(Photo labels with boxes)

########################################

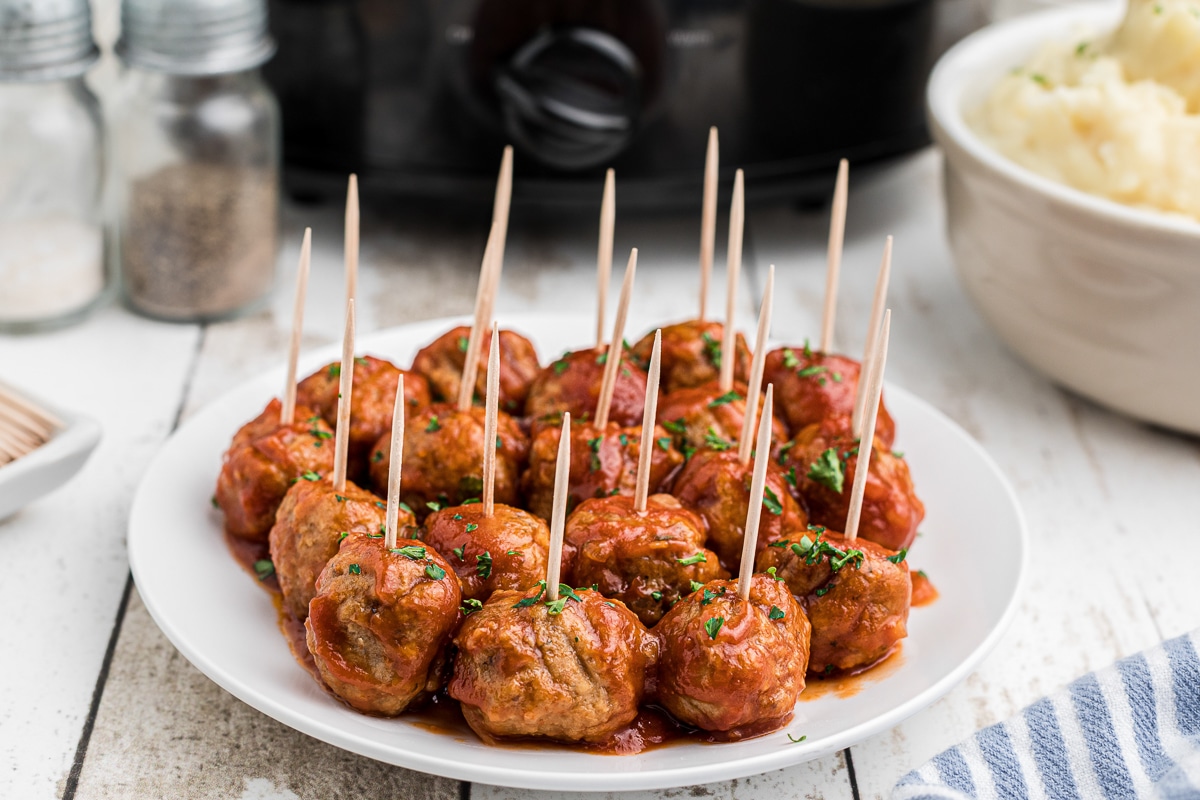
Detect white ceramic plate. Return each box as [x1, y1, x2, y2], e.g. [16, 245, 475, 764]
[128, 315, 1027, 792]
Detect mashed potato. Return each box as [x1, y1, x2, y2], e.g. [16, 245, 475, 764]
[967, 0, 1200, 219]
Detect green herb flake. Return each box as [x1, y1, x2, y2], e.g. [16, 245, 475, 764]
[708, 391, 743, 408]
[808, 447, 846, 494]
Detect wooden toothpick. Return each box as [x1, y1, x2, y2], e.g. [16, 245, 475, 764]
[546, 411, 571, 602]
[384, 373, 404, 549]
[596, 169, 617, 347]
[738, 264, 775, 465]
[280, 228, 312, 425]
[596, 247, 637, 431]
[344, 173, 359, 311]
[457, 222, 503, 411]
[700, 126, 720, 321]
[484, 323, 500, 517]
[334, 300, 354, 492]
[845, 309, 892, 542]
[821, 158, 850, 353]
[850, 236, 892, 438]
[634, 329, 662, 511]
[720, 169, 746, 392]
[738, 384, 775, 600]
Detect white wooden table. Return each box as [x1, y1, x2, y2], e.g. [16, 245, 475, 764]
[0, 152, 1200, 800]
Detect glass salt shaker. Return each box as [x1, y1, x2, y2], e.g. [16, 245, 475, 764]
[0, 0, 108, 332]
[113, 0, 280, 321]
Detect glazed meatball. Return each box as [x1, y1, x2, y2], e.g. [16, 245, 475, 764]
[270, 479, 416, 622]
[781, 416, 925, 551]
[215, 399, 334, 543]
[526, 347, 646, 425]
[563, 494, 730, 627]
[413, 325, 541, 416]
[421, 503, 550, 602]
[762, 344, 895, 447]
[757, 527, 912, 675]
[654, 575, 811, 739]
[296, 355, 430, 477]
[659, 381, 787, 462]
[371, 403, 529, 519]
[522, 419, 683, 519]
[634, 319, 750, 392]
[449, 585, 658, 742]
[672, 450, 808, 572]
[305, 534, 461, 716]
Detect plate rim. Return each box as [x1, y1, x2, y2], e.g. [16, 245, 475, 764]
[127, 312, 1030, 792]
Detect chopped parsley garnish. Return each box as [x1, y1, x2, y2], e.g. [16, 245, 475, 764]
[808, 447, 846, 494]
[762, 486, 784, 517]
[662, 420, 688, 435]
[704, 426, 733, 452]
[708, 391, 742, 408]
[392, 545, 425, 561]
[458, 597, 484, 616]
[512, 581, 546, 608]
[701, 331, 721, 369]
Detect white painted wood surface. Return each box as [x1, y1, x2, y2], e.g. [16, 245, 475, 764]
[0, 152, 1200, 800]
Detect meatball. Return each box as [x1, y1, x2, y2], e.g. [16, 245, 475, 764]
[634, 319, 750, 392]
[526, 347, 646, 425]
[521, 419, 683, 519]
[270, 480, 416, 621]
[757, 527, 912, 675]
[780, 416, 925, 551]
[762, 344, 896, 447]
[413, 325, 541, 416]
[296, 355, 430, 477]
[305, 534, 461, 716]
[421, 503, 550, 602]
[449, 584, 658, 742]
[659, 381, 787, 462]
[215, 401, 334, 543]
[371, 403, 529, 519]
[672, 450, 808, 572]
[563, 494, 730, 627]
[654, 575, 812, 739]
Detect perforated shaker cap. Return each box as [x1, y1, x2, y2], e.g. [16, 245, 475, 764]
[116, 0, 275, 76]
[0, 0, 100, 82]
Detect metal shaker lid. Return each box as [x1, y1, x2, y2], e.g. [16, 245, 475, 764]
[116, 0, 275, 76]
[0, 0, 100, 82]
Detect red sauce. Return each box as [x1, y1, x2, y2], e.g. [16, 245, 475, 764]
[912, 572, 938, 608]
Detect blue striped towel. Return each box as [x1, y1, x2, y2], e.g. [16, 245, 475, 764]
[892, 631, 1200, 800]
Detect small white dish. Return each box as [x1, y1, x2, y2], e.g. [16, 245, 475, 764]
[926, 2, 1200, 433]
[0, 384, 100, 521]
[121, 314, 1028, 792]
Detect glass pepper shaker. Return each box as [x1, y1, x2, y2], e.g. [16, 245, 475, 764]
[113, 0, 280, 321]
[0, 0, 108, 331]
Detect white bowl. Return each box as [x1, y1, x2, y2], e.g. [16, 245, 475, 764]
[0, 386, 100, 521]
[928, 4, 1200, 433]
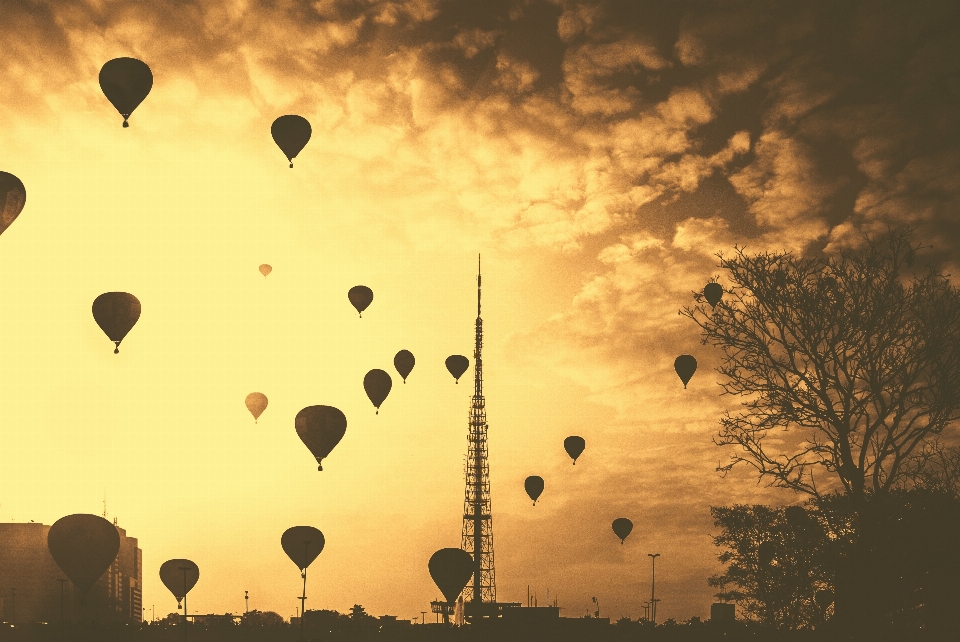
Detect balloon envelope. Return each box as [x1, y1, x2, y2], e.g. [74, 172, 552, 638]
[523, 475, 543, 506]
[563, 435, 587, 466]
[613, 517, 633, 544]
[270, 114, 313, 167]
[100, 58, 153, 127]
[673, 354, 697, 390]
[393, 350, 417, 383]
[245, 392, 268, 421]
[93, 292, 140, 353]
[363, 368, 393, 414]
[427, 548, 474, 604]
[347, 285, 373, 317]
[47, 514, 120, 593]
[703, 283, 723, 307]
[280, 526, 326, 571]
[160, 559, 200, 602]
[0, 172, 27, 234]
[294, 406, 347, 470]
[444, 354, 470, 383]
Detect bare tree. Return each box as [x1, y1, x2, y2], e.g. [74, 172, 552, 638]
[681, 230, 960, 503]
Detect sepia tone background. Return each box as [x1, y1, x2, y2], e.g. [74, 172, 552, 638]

########################################

EXERCISE DETAILS:
Rewrite the records from the line containing "Detect blue striped" through the line containing "[444, 354, 470, 383]", both included, keeping every request line and its sample box unchanged but multiplying each box coordinate in the answers by 1.8, rounded to whole numbers with halves rounded up. Leave out the picture lines.

RESPONSE:
Detect blue striped towel. Return each box as [x1, y1, x2, y2], e.g. [16, 245, 475, 764]
[1606, 1136, 2160, 1440]
Detect small white dish. Return each box as [x1, y1, x2, y2], e.g. [16, 245, 475, 764]
[1667, 4, 2160, 779]
[0, 691, 180, 938]
[218, 565, 1850, 1426]
Detect glass pepper shaker. Return each box as [x1, y1, x2, y2], e.g. [16, 245, 475, 764]
[203, 0, 504, 578]
[0, 0, 194, 596]
Detect white bowl. Return each box as [x1, y1, x2, y2], e.g. [16, 245, 475, 764]
[0, 695, 180, 938]
[1670, 7, 2160, 779]
Detect balloon envelope. Return each box as [x1, y1, x2, y2], e.g. [74, 172, 552, 638]
[941, 855, 977, 911]
[1013, 783, 1057, 839]
[1103, 931, 1139, 979]
[486, 205, 563, 301]
[180, 104, 275, 229]
[1211, 637, 1255, 702]
[707, 630, 751, 689]
[441, 706, 482, 758]
[167, 526, 252, 635]
[653, 662, 707, 745]
[769, 986, 853, 1087]
[625, 513, 671, 571]
[85, 925, 216, 1067]
[1265, 509, 1301, 553]
[504, 947, 587, 1028]
[288, 1006, 360, 1084]
[0, 310, 49, 421]
[529, 731, 625, 846]
[799, 637, 846, 689]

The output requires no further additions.